Reproduce verbatim the lines in the listing below, starting with the line containing "Box each hour" and ending with the line containing "232;141;291;177", both included.

---- Dataset

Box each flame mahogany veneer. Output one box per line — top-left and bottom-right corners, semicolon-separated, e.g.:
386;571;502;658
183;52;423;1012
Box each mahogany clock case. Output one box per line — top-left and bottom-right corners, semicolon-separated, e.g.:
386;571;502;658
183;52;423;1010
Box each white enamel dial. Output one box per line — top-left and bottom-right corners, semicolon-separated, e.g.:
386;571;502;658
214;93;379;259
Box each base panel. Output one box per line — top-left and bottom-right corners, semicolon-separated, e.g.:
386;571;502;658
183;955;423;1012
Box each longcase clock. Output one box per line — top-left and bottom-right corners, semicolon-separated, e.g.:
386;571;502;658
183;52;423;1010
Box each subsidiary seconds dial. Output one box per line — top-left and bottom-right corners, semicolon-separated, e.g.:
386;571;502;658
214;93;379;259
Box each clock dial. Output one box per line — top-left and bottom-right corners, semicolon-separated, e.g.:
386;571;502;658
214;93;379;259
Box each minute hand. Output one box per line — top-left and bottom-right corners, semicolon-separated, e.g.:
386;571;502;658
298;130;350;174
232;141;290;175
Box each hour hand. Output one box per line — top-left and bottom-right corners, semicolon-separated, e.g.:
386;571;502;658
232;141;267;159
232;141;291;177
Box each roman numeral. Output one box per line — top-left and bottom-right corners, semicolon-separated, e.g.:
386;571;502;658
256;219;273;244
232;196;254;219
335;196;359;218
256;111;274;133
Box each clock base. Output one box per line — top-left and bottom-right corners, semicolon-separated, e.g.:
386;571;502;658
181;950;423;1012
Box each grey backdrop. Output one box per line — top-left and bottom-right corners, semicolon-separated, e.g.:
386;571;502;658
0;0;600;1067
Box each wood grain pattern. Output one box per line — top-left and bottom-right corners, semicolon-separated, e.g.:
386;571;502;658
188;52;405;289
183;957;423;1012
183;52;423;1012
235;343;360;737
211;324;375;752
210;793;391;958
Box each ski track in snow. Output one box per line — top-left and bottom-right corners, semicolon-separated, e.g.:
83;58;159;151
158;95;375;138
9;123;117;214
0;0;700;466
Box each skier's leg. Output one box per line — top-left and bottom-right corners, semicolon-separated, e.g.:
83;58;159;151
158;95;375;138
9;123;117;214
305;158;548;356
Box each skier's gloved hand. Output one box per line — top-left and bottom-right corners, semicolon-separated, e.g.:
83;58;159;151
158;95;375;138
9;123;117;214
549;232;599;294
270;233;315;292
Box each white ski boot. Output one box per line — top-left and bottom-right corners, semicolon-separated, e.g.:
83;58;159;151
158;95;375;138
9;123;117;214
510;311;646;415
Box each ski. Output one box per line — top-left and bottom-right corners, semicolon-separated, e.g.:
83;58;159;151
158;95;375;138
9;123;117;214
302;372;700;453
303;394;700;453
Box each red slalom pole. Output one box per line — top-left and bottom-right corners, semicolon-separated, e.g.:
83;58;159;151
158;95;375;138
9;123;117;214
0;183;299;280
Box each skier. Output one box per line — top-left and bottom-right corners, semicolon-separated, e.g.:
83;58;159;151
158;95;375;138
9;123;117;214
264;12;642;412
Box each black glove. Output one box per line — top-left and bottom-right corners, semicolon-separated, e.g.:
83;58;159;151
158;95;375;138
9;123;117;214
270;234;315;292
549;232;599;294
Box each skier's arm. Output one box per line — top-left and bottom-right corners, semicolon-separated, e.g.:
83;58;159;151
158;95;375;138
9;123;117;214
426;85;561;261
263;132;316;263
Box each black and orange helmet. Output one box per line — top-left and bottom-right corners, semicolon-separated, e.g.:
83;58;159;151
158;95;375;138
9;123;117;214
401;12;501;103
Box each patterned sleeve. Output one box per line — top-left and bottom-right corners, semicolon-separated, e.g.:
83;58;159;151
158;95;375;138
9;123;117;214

--------

### [Reply to the task]
Box each hour hand. Output one box per line — top-left and bottom-right corners, semicolon-separated, e.g.:
386;571;502;658
232;141;267;159
232;141;291;177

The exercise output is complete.